#### [DATA ROWS]
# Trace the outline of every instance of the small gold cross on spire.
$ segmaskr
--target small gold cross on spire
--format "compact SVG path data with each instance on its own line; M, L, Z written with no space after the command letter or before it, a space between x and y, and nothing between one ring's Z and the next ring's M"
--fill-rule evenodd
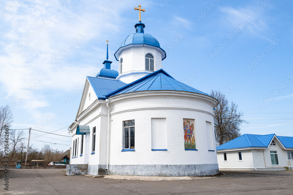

#### [DIRECTIONS]
Identify every line of the material above that contains the string "spire", treating uppercase and lowercase as different, and copy each such line in full.

#### [THE REPLY]
# Trace the outline of every instance of the small gold cross on spire.
--target small gold cross on spire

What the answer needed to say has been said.